Sebuah pesantren pada dasarnya adalah sebuah asrama pendidikan Islam
tradisional dimana siswanya tinggal bersama dan belajar dibawah bimbingan
seorang (atau lebih) guru yang lebih dikenal dengan sebutan kyai. Asrama untuk
para santri berada dalam lingkungan komplek pesantren dimana kyai bertempat
tinggal yang juga menyediakan sebuah masjid untuk beribadah, ruangan untuk
belajar dan kegiatan-kegiatan keagamaan yang lain. Komplek pesantren ini
biasanya dikelilingi oleh tembok untuk menjaga keluar dan masuknya para santri
dan tamu-tamu (orang tua santri, keluarga yang lain, dan tamu-tamu masyarakat
luas) dengan peraturan yang berlaku.

Entri untuk tugas:

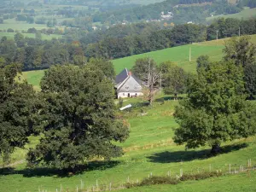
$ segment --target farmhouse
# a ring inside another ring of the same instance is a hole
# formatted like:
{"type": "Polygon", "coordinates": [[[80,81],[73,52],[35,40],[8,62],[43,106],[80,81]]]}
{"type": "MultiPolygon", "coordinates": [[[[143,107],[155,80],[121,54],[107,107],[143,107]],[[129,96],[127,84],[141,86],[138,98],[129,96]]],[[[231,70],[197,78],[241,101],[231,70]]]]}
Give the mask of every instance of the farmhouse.
{"type": "Polygon", "coordinates": [[[143,82],[125,68],[115,79],[117,98],[133,97],[143,95],[143,82]]]}

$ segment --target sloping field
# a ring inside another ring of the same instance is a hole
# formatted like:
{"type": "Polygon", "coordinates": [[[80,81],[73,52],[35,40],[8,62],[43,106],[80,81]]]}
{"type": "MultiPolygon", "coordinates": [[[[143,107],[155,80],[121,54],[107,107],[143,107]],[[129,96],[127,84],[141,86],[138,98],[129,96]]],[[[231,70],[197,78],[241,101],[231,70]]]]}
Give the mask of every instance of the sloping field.
{"type": "MultiPolygon", "coordinates": [[[[251,40],[256,44],[256,35],[252,35],[251,40]]],[[[208,55],[213,61],[219,61],[223,57],[222,49],[224,49],[224,41],[229,38],[218,39],[213,41],[206,41],[189,45],[169,48],[162,50],[152,51],[149,53],[136,55],[121,59],[113,60],[113,63],[116,73],[121,72],[125,67],[131,69],[138,58],[150,57],[158,64],[166,61],[176,62],[178,66],[183,67],[186,71],[195,73],[196,69],[196,59],[201,55],[208,55]],[[189,62],[189,49],[191,49],[191,61],[189,62]]],[[[27,79],[29,84],[39,89],[39,83],[44,76],[42,71],[24,72],[23,76],[27,79]]]]}
{"type": "MultiPolygon", "coordinates": [[[[252,35],[251,41],[256,44],[256,35],[252,35]]],[[[208,55],[210,60],[217,61],[223,57],[224,42],[229,38],[195,43],[193,44],[169,48],[162,50],[131,55],[121,59],[113,60],[113,63],[116,73],[121,72],[125,67],[131,69],[138,58],[150,57],[158,64],[166,61],[176,62],[186,71],[195,73],[196,59],[201,55],[208,55]],[[191,49],[191,61],[189,62],[189,49],[191,49]]]]}
{"type": "Polygon", "coordinates": [[[149,192],[149,191],[178,191],[178,192],[220,192],[220,191],[240,191],[255,192],[256,172],[246,172],[229,177],[209,178],[203,181],[190,181],[177,185],[154,185],[121,190],[122,192],[149,192]]]}
{"type": "Polygon", "coordinates": [[[219,17],[224,18],[236,18],[236,19],[248,19],[251,17],[256,16],[256,8],[254,9],[249,9],[246,8],[242,11],[237,13],[237,14],[228,14],[228,15],[215,15],[213,17],[207,17],[207,20],[214,20],[219,17]]]}
{"type": "Polygon", "coordinates": [[[215,41],[211,42],[210,44],[207,44],[207,43],[189,44],[141,55],[136,55],[132,56],[113,60],[113,63],[116,73],[119,73],[125,67],[131,69],[137,59],[150,57],[153,58],[158,64],[166,61],[174,61],[178,66],[183,67],[186,71],[193,73],[195,72],[195,61],[198,56],[201,55],[208,55],[212,61],[218,61],[222,58],[222,49],[224,48],[224,45],[216,43],[215,41]],[[189,49],[191,49],[190,62],[189,49]]]}
{"type": "MultiPolygon", "coordinates": [[[[159,96],[162,97],[164,96],[159,96]]],[[[212,171],[217,169],[228,172],[231,164],[232,171],[239,170],[240,165],[245,167],[247,160],[252,159],[253,165],[256,162],[256,137],[236,140],[222,145],[223,154],[210,157],[210,148],[206,146],[196,149],[185,150],[184,146],[177,146],[172,142],[173,131],[177,126],[172,113],[177,101],[168,100],[171,97],[164,96],[166,102],[156,102],[154,108],[141,107],[131,113],[125,113],[131,125],[130,137],[124,143],[125,154],[119,158],[113,159],[106,163],[90,163],[84,171],[77,175],[59,175],[54,169],[26,169],[26,164],[16,165],[14,170],[0,169],[0,191],[1,192],[26,192],[26,191],[69,191],[76,192],[77,186],[79,191],[92,191],[96,183],[100,188],[109,189],[119,187],[129,181],[137,182],[147,177],[152,172],[154,176],[165,176],[171,171],[172,177],[179,174],[180,169],[183,173],[197,173],[198,172],[212,171]],[[145,115],[142,115],[141,110],[145,115]],[[84,186],[81,188],[81,181],[84,186]],[[11,184],[10,184],[11,183],[11,184]],[[93,187],[94,186],[94,187],[93,187]]],[[[158,101],[158,100],[157,100],[158,101]]],[[[140,99],[131,99],[126,103],[142,104],[140,99]]],[[[32,140],[31,146],[34,146],[36,140],[32,140]]],[[[24,151],[18,149],[15,153],[15,160],[24,160],[24,151]],[[19,154],[21,154],[19,157],[19,154]],[[19,159],[20,158],[20,159],[19,159]]],[[[255,174],[247,173],[239,176],[230,176],[218,178],[211,178],[204,181],[189,181],[176,186],[159,185],[148,186],[142,189],[131,189],[128,191],[253,191],[255,174]],[[250,175],[249,175],[250,174],[250,175]],[[224,179],[222,179],[224,178],[224,179]],[[234,183],[233,183],[234,182],[234,183]],[[212,190],[208,190],[211,183],[212,190]],[[233,183],[233,184],[232,184],[233,183]],[[190,185],[191,184],[191,185],[190,185]],[[232,184],[220,187],[221,184],[232,184]],[[244,186],[249,184],[248,186],[244,186]],[[251,190],[241,190],[242,189],[251,190]]],[[[95,190],[96,191],[96,190],[95,190]]],[[[122,191],[122,190],[120,190],[122,191]]]]}

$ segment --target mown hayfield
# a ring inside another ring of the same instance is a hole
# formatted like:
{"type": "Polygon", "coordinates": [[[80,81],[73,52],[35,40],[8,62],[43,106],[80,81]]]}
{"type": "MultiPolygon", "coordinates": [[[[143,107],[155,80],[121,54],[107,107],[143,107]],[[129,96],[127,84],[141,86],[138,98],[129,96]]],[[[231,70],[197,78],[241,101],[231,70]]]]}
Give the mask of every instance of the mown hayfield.
{"type": "Polygon", "coordinates": [[[125,67],[131,69],[137,59],[150,57],[158,64],[166,61],[174,61],[186,71],[194,73],[198,56],[208,55],[212,61],[219,61],[223,55],[223,48],[224,45],[218,44],[215,45],[189,44],[117,59],[113,60],[113,63],[116,73],[119,73],[125,67]],[[189,61],[189,49],[191,49],[191,61],[189,61]]]}
{"type": "MultiPolygon", "coordinates": [[[[208,146],[185,150],[184,146],[173,143],[172,137],[177,125],[172,114],[174,106],[178,104],[177,101],[173,101],[169,96],[159,96],[153,108],[139,107],[143,104],[140,99],[127,100],[125,104],[127,103],[136,104],[137,107],[130,113],[123,113],[131,125],[131,135],[124,143],[119,144],[125,152],[122,157],[114,158],[107,163],[90,163],[82,173],[69,177],[58,175],[59,172],[52,169],[26,169],[25,163],[19,164],[14,170],[0,170],[0,191],[36,192],[40,189],[54,192],[60,191],[61,186],[62,191],[75,192],[77,186],[80,188],[81,180],[84,183],[83,191],[86,191],[89,188],[92,190],[96,180],[100,186],[104,185],[106,189],[106,184],[109,186],[110,183],[113,188],[119,186],[127,181],[128,177],[131,182],[136,182],[137,179],[141,181],[150,172],[153,175],[164,176],[171,171],[171,174],[176,176],[180,169],[183,169],[183,173],[198,172],[209,170],[210,165],[212,170],[221,169],[222,172],[227,172],[229,164],[232,165],[232,170],[235,167],[238,170],[240,165],[247,166],[248,159],[252,159],[253,165],[255,165],[256,137],[224,143],[224,153],[210,157],[208,146]],[[165,99],[165,102],[160,98],[165,99]]],[[[31,146],[33,147],[37,139],[32,139],[33,143],[31,146]]],[[[17,149],[15,160],[24,160],[24,155],[19,156],[24,151],[26,150],[17,149]]],[[[251,177],[253,176],[255,174],[252,173],[251,177]]],[[[160,191],[159,189],[168,191],[169,188],[173,189],[172,191],[184,191],[190,183],[190,191],[205,191],[211,183],[216,183],[212,191],[227,191],[230,188],[225,186],[221,189],[219,184],[237,181],[237,188],[233,188],[232,191],[238,192],[241,191],[241,183],[251,183],[247,177],[243,174],[230,176],[230,180],[229,177],[225,179],[225,177],[224,180],[222,177],[212,178],[207,180],[206,186],[202,186],[204,181],[189,181],[177,186],[150,186],[143,187],[141,190],[131,189],[129,191],[160,191]]],[[[251,177],[249,179],[255,179],[251,177]]]]}
{"type": "Polygon", "coordinates": [[[216,192],[216,191],[256,191],[256,172],[246,172],[218,178],[208,178],[203,181],[189,181],[177,185],[154,185],[124,189],[122,192],[151,192],[151,191],[178,191],[178,192],[216,192]]]}
{"type": "Polygon", "coordinates": [[[241,11],[237,14],[218,15],[215,15],[212,17],[207,17],[207,20],[218,19],[219,17],[236,18],[236,19],[248,19],[248,18],[255,17],[255,16],[256,16],[256,8],[254,8],[254,9],[245,8],[242,11],[241,11]]]}
{"type": "MultiPolygon", "coordinates": [[[[256,35],[251,35],[251,41],[256,44],[256,35]]],[[[176,62],[183,67],[187,72],[195,73],[196,59],[201,55],[208,55],[212,61],[221,60],[223,57],[223,49],[225,40],[218,39],[196,43],[189,45],[169,48],[162,50],[152,51],[149,53],[136,55],[113,61],[116,73],[121,72],[125,67],[131,69],[138,58],[150,57],[158,64],[166,61],[176,62]],[[189,49],[191,49],[191,61],[189,62],[189,49]]],[[[28,83],[39,88],[40,79],[44,76],[43,71],[24,72],[23,75],[28,83]]]]}
{"type": "Polygon", "coordinates": [[[13,30],[18,30],[19,32],[24,30],[27,31],[29,28],[35,27],[36,29],[44,29],[47,28],[46,25],[41,25],[41,24],[29,24],[26,21],[17,21],[15,19],[9,19],[4,20],[3,24],[0,24],[0,29],[1,30],[7,30],[9,28],[11,28],[13,30]]]}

Soal singkat 1:
Pada entri, ganti "sloping field" dengan "hillside field" mulai dari baris yang memuat "--target sloping field" sampai dengan baris yang memuat "Give the mask of every instance of the sloping". Tulis ulang baris-baris itu saja tanpa mengubah bagian lain.
Soal singkat 2:
Sambung tulisan tentang pesantren, mulai setelah kalimat terakhirnya.
Entri di atas sama sekali tidak berkaitan dengan tulisan tentang pesantren.

Hasil akhir 1:
$ segment --target hillside field
# a ring inside another ring of the same instance is a hole
# formatted like:
{"type": "Polygon", "coordinates": [[[80,81],[73,52],[35,40],[8,62],[43,106],[80,81]]]}
{"type": "MultiPolygon", "coordinates": [[[[143,107],[155,80],[121,54],[107,107],[143,107]],[[129,96],[127,84],[141,86],[138,98],[129,96]]],[[[231,70],[197,78],[241,101],[231,70]]]]}
Give the mask of every instance of the hillside field.

Hasil akhir 2:
Pesantren pada zaman dahulu milik kyai, tetapi sekarang kebanyakan
pesantren tidak semata-mata di anggap milik kyai saja, melainkan milik
masyarakat. Hal ini di sebabkan para kyai sekarang memperoleh sumber-sumber
keuangan untuk membiayai dan pengembangan pesantren dari masyarakat. Banyak
pula kelompok pesantren yang kini sudah berstatus wakaf, baik yang diberikan
oleh kyai yang terdahulu, maupun yang berasal dari orang-orang kaya. Walaupun
demikian, para kyai masih tetap memiliki kekuasaan mutlak atas pengurusan
komplek pesantren. Para penyumbang sendiri beranggapan bahwa para kyai berhak
memperoleh dana dari masyarakat; dan dana itu dianggap sebagai milik Tuhan, dan
para kyai diakui sebagai institusi ataupun pribadi yang dengan nama Tuhan
mengurus dana-dana masyarakat tersebut. Dalam praktek memang jarang sekali
diperlukan campur tangan masyarakat tersebut.
Ada dua alasan utama dalam hal perubahan sistem pemilikan
pesantren. Pertama, dulu pesantren tidak memerlukan pembiayaan yang besar, baik
karena jumlah santri tidak banyak, maupun karena kebutuhan jenis dan jumlah
alat-alat bangunan dan lain-lainnya relative sangat kecil. Kedua, baik kyainya,
maupun tenaga-tenaga pendidik yang membantunya, merupakan bagian dari kelompok
orang-orang yang mampu di pedesaan. Dengan demikian, mereka dapat membiayai
sendiri baik kebutuhan kehidupannya maupun kebutuhan penyelenggaraan kehidupan
pesantren. Hal ini tidak berarti bahwa semua kyai dilahirkan kaya.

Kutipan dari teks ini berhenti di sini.